# WHAT YOU WILL DO:
From the blog post on three new papers below, reproduce word for word the stretch from "Confounding adjustment performance" through "of the effect.".

# EXCERPT PROVIDED:
- - - -

Three new papers – part III

As explained here and here, I temporarily combine the announcements of published papers in one blog to save some time. This is part III, where I focus on ordinal outcomes. Of all recent papers, these are the most exciting to me, as they really are bringing something new to the field of thrombosis and COVID-19 research.

Measuring functional limitations after venous thromboembolism: Optimization of the Post-VTE Functional Status (PVFS) Scale. I have written about our call to action, and this is the follow-up paper, with research primarily done in the LUMC. With input from patients as well as 50+ experts through a Delphi process, we were able to optimize our initial scale.

Confounding adjustment performance of ordinal analysis methods in stroke studies. In this simulation study, we show that ordinal data from observational can also be analyzed with a non-parametric approach. Benefits: it allows us to analyze without the need of the proportional odds assumption and still get an easy to understand point estimate of the effect.

The Post-COVID-19 Functional Status (PCFS) Scale: a tool to measure functional status over time after COVID-19. In this letter to the European Respiratory, colleagues from Leiden, Maastricht, Zurich, Mainz, Hasselt, Winterthur, and of course Berlin, we propose to use a scale that is basically the same as the PVFS to monitor and study the long term consequence of COVID-19.

Go beyond the binary outcome!

You were just diagnosed with a debilitating disease. You try to make sense of what the next steps are going to be. You ask your doctor, what do I need to do in order to get back to fully functioning adult as good as humanly possible. The doctor starts to tell what to tell you in order to reduce the risk of future events.

That sounds logical at first sight, but in reality, it is not. The question and the answer are disconnected on various levels: what is good for lowering your risk is not necessarily the same thing as the thing that will bring functionality back into your live. Also, they are about different time scales: getting back to a normal life is about weeks, perhaps months, and trying to keep recurrence risk as low as possible is a long term game – lifelong in fact.

- - - -

# STUDY MATERIAL:
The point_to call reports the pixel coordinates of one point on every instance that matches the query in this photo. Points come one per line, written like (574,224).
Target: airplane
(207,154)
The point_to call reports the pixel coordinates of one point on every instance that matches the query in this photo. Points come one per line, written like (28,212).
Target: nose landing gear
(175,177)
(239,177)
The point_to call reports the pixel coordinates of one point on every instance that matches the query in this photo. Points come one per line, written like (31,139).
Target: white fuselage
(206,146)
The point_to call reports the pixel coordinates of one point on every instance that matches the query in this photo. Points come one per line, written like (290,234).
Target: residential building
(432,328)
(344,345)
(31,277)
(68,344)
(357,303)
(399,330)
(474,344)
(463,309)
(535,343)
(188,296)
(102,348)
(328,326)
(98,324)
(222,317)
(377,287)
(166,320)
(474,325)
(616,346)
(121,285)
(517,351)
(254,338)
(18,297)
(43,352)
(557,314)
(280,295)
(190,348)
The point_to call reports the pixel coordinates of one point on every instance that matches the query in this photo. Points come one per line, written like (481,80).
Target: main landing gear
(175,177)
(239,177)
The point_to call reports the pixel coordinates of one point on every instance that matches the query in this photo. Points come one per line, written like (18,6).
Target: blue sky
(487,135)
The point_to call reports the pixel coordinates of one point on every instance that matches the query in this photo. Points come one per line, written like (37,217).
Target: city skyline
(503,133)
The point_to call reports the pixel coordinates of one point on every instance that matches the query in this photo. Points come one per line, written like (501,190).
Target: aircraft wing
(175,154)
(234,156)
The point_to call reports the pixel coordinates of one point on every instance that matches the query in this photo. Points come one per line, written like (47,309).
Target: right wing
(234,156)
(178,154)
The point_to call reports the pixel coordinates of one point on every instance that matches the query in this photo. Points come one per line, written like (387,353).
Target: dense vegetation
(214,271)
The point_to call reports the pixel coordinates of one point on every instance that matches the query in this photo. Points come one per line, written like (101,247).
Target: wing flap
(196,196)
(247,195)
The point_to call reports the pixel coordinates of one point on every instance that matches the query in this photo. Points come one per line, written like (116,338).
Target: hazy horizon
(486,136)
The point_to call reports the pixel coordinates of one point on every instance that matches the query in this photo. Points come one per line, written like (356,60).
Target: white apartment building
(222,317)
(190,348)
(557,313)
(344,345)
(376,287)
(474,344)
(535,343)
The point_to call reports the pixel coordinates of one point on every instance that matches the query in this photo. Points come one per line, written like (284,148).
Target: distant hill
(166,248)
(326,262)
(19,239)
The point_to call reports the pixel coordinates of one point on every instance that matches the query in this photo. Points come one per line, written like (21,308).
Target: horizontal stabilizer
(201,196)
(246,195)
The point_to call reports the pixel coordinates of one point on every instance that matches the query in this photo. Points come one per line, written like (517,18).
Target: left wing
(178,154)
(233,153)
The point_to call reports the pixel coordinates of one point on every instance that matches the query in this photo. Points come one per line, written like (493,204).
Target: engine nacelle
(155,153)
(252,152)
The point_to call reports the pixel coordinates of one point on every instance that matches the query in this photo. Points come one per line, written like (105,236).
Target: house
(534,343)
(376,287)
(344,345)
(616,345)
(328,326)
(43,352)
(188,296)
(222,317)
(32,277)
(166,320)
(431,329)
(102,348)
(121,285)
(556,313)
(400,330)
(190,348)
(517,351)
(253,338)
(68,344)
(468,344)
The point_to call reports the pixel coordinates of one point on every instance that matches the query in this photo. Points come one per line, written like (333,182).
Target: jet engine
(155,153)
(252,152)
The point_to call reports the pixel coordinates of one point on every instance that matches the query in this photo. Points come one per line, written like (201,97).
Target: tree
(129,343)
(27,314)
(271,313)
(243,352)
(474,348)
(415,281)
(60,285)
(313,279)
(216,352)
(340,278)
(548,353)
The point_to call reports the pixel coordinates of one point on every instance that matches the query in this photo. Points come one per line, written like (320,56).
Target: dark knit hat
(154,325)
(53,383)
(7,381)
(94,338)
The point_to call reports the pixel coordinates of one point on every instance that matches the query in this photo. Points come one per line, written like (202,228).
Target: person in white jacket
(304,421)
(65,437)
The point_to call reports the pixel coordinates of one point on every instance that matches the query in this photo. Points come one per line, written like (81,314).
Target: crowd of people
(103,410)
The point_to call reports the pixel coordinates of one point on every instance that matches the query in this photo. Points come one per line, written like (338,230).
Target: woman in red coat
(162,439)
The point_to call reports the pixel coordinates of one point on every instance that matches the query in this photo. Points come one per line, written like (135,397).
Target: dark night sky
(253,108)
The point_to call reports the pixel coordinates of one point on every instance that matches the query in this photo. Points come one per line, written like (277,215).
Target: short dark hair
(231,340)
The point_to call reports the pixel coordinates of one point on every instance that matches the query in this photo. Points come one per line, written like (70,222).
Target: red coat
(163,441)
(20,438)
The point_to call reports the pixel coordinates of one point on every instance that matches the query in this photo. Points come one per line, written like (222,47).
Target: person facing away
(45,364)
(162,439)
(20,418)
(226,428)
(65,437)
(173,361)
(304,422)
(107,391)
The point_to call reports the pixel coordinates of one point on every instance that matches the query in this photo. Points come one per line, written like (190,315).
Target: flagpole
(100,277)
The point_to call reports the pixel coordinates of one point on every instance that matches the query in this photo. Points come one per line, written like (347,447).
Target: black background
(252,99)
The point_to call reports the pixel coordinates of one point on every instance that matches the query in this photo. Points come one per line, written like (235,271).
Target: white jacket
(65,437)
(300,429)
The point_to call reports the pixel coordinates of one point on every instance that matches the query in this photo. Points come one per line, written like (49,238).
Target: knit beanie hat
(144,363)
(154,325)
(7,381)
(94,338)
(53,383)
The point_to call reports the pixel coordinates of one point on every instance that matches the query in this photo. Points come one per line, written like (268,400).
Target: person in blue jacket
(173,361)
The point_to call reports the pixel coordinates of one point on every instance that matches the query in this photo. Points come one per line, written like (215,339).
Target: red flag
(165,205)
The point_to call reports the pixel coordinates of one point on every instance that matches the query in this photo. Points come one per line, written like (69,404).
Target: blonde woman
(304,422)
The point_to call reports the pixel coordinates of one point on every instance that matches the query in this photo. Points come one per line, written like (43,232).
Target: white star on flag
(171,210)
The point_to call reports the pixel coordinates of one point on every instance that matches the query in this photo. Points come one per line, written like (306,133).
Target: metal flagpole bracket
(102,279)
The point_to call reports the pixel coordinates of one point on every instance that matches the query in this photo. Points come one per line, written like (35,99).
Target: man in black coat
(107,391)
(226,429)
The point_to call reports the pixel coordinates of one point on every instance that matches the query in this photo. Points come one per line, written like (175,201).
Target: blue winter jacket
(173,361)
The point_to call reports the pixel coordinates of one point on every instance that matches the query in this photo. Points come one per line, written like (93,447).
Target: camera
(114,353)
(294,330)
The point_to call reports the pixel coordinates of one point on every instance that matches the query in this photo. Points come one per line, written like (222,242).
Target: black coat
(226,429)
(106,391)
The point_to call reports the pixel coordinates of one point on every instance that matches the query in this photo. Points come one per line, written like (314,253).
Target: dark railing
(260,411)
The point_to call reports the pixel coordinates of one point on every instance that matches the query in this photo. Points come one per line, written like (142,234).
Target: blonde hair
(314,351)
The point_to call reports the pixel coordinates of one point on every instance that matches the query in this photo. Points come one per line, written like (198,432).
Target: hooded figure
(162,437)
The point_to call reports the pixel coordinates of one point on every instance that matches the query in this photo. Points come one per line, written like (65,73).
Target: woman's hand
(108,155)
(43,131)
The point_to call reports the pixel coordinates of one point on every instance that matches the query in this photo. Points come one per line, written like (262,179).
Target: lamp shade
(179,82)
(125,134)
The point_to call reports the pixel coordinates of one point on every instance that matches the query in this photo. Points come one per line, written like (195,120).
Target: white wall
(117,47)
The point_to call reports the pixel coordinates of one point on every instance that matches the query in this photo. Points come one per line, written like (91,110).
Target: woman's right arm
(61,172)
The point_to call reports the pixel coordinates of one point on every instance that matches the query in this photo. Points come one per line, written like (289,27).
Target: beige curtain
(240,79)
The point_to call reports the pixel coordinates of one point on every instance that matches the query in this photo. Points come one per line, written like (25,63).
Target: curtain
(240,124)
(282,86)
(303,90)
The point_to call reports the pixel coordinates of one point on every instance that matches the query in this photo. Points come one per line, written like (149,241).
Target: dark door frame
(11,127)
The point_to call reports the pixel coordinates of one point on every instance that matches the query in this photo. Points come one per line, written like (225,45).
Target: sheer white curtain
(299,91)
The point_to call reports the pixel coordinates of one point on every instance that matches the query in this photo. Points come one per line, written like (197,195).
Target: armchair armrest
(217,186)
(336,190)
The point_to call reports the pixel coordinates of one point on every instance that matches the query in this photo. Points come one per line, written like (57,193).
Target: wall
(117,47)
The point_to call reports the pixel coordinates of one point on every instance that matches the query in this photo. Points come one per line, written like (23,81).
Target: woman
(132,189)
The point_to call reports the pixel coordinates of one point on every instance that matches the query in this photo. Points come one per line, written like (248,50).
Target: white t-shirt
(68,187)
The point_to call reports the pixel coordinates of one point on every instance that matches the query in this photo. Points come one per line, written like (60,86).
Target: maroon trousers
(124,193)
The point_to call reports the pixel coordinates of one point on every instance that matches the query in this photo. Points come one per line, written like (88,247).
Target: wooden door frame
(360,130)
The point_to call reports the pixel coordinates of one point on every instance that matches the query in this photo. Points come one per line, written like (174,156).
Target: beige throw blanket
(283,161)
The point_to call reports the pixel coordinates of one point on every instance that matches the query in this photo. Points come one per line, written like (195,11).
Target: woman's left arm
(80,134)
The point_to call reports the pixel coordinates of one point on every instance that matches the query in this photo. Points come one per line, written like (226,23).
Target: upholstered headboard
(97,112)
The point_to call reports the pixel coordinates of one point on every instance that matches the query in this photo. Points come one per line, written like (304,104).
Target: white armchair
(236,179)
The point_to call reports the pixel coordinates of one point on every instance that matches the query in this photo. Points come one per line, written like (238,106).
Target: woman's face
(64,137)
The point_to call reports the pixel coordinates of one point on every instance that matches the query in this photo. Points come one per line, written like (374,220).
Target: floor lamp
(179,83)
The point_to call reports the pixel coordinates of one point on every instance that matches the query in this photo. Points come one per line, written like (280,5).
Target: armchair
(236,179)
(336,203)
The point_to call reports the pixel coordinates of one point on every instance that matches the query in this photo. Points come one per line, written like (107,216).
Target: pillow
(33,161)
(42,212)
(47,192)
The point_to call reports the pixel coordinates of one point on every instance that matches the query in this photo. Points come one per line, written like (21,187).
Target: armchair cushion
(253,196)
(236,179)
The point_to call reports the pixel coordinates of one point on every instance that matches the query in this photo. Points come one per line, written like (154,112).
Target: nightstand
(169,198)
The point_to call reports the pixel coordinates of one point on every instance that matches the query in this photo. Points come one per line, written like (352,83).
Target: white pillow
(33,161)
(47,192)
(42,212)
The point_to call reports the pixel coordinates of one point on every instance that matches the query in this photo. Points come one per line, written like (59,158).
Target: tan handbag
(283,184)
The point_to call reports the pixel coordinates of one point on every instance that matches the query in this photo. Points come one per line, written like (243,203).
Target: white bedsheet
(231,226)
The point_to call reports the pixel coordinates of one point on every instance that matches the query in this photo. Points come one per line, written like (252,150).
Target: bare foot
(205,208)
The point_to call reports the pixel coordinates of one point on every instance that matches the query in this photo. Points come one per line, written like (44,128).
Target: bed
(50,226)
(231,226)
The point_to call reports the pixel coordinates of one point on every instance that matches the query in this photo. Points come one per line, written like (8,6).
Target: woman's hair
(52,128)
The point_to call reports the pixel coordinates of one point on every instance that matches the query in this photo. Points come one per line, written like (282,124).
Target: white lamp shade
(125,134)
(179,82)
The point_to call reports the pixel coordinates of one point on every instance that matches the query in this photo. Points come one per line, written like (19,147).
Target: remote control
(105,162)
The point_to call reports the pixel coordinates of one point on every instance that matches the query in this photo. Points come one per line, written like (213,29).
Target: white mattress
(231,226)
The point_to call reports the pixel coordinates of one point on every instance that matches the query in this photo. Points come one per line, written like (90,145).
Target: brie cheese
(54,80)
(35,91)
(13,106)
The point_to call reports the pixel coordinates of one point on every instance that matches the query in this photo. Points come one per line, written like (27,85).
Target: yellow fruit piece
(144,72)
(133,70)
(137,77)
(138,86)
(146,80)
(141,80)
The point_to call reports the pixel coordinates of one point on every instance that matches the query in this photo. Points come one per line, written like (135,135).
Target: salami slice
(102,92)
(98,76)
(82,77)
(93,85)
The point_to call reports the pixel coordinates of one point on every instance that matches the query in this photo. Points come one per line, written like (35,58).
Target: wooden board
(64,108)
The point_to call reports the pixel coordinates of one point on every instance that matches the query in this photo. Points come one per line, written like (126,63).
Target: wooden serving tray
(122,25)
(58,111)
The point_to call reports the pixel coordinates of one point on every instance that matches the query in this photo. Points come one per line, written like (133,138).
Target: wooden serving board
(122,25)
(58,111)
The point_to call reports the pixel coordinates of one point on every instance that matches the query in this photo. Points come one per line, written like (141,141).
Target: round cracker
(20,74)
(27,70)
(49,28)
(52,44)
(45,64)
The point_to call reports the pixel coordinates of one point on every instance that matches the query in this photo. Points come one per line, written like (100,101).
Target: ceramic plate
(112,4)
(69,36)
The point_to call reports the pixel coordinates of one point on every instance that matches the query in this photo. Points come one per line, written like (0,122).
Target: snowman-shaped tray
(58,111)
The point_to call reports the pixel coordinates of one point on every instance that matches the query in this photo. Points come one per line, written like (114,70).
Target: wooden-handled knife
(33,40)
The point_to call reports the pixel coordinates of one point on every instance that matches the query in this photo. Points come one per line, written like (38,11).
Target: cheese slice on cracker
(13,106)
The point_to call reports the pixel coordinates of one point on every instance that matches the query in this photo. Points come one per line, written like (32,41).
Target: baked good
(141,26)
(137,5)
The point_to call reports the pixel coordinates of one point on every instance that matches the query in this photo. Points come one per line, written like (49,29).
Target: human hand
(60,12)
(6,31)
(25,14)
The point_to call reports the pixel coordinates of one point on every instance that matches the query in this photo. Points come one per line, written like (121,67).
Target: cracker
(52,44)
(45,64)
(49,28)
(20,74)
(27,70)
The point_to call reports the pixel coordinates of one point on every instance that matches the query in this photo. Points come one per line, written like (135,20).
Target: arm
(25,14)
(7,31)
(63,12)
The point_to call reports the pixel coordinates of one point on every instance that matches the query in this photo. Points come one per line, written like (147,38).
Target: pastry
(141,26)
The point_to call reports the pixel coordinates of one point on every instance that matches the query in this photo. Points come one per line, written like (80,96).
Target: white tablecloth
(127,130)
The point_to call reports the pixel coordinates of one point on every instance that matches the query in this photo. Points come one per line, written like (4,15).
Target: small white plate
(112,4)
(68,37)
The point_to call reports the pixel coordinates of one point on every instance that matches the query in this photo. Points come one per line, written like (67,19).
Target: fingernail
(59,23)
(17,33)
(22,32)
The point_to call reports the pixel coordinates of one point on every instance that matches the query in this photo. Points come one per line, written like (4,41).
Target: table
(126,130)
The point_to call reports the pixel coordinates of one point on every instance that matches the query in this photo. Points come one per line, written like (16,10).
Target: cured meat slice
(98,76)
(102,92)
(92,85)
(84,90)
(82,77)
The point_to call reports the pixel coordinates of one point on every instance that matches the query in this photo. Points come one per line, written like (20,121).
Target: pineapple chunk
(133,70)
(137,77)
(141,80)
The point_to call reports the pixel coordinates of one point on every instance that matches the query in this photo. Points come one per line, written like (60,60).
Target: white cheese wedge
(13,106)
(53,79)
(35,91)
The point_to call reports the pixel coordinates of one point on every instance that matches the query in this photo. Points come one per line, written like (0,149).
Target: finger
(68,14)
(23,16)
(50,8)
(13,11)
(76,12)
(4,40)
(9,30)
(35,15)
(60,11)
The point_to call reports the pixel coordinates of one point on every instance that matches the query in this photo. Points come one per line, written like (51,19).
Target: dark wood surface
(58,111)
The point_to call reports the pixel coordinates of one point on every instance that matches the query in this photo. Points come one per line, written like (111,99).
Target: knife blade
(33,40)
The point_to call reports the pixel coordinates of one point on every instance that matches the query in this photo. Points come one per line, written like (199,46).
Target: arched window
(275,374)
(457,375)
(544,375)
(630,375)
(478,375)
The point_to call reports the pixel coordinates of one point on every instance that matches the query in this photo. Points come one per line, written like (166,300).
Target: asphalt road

- - - -

# REPLY:
Confounding adjustment performance of ordinal analysis methods in stroke studies. In this simulation study, we show that ordinal data from observational can also be analyzed with a non-parametric approach. Benefits: it allows us to analyze without the need of the proportional odds assumption and still get an easy to understand point estimate of the effect.